** start of Materials provided **

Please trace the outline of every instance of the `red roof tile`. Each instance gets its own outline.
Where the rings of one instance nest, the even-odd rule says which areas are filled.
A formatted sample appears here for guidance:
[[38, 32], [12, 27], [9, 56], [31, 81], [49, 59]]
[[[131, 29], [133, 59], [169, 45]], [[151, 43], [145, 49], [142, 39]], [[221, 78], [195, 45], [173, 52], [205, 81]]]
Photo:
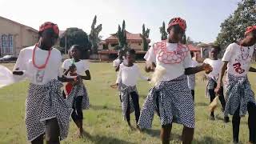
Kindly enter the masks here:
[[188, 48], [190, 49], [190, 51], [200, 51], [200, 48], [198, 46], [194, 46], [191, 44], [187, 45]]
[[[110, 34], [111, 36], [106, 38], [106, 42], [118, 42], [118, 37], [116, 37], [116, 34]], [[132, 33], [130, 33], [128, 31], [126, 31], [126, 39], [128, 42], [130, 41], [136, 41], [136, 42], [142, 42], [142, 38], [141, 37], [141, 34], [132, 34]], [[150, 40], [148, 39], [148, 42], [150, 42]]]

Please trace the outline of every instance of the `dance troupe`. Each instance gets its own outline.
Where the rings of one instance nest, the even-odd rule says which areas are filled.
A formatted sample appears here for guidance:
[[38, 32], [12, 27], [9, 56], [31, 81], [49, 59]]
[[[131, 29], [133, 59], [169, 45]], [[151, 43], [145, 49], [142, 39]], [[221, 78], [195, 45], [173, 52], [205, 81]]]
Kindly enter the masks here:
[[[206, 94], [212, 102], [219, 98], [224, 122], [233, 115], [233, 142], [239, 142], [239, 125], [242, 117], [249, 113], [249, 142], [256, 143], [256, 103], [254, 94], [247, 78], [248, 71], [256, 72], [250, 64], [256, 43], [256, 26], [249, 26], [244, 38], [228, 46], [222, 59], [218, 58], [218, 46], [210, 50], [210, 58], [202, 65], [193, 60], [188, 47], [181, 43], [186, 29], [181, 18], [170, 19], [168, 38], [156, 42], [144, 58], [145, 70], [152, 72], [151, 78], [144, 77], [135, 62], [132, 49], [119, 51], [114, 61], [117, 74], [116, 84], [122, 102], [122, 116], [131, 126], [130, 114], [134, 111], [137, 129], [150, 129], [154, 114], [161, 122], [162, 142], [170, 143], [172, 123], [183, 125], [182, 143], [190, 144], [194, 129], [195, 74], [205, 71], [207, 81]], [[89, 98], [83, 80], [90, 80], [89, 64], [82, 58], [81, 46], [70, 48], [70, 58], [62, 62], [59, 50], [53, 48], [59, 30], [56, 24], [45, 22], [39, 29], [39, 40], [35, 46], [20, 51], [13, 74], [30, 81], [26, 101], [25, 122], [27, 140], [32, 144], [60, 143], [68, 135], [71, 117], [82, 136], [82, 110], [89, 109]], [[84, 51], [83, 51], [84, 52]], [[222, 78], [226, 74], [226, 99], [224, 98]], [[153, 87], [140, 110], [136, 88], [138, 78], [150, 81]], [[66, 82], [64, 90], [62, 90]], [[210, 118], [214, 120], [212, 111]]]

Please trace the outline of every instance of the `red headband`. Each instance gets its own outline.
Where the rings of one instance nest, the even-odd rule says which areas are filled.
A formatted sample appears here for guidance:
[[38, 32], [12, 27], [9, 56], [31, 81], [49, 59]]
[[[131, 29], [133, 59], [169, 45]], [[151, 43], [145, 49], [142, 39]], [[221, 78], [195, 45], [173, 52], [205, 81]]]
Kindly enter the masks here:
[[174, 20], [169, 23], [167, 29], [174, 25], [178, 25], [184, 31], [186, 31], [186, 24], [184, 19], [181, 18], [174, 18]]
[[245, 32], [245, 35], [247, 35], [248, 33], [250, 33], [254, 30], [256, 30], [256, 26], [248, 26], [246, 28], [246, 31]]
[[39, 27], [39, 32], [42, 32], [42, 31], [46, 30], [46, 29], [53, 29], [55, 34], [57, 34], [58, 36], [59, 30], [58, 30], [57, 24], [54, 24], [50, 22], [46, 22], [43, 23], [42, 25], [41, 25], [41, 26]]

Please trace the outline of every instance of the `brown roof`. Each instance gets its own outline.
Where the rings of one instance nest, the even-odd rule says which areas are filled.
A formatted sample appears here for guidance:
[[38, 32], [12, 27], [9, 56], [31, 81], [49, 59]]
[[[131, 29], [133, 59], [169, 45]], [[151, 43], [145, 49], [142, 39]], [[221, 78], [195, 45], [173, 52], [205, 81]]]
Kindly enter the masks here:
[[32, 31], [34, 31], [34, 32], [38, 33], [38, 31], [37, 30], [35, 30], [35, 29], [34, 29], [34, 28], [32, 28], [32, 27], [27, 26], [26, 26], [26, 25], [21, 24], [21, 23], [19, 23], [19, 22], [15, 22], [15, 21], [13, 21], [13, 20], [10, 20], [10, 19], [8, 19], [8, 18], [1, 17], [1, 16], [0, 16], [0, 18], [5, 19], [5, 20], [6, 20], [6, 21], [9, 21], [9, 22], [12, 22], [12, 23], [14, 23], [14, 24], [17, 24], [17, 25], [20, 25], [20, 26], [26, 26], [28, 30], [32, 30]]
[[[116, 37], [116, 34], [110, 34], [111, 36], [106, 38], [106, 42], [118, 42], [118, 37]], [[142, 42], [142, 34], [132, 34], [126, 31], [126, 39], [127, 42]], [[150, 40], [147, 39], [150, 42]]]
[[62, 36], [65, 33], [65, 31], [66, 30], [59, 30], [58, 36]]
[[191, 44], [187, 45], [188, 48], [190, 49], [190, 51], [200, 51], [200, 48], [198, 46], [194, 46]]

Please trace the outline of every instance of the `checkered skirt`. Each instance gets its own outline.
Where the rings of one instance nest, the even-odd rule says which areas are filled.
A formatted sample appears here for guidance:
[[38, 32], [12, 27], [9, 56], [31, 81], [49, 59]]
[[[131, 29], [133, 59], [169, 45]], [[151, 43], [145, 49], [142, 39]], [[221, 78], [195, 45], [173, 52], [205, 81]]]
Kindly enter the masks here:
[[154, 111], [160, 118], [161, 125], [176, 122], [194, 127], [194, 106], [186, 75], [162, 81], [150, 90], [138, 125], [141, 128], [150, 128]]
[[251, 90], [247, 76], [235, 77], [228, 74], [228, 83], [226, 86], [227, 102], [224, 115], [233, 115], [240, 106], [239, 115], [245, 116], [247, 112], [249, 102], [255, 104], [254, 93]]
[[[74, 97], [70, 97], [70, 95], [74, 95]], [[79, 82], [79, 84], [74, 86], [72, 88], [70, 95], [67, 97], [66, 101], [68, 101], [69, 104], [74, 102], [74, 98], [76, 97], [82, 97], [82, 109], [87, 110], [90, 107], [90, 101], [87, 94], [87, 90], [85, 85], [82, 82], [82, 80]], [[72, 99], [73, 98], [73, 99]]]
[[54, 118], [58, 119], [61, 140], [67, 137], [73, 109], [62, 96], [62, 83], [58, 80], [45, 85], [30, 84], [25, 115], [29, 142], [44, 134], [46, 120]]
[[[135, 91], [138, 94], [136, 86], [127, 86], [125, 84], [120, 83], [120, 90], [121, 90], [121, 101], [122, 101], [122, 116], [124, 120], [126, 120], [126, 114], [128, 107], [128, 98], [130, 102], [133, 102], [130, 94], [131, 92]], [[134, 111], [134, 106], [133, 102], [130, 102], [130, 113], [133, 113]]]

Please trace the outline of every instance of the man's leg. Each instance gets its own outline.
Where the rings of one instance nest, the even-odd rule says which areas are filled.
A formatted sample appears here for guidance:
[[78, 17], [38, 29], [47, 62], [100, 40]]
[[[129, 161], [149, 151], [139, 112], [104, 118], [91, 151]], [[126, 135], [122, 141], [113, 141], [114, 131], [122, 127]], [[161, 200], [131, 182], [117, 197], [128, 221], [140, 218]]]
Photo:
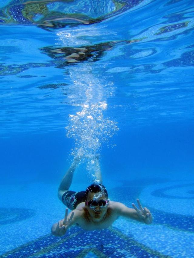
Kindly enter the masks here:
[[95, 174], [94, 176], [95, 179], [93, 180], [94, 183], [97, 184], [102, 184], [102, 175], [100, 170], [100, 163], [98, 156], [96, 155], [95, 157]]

** end of Materials provided **

▶ [Written exercise]:
Could you duplicate the records word for word, from their very start through the line containing "42], [150, 42]]]", leaving out the pictures?

▶ [Result of the task]:
Please trace the outline of every instance of the `red roof tile`. Each instance gets its own outline.
Where the rings of one instance nest, the even-odd rule says which areas are filled.
A formatted sample appears here for guidance:
[[38, 32], [12, 27], [9, 56], [31, 81], [49, 59]]
[[[131, 29], [133, 59], [169, 45]], [[151, 43], [145, 49], [142, 39]], [[221, 78], [195, 45], [173, 52], [205, 81]]]
Photo:
Kindly enter the masks here:
[[188, 48], [190, 49], [190, 51], [200, 51], [200, 48], [198, 46], [194, 46], [191, 44], [187, 45]]
[[[110, 34], [111, 36], [106, 38], [106, 42], [118, 42], [118, 37], [116, 37], [116, 34]], [[132, 33], [130, 33], [128, 31], [126, 31], [126, 39], [128, 42], [130, 41], [136, 41], [136, 42], [142, 42], [142, 38], [141, 37], [141, 34], [132, 34]], [[150, 40], [148, 39], [148, 42], [150, 42]]]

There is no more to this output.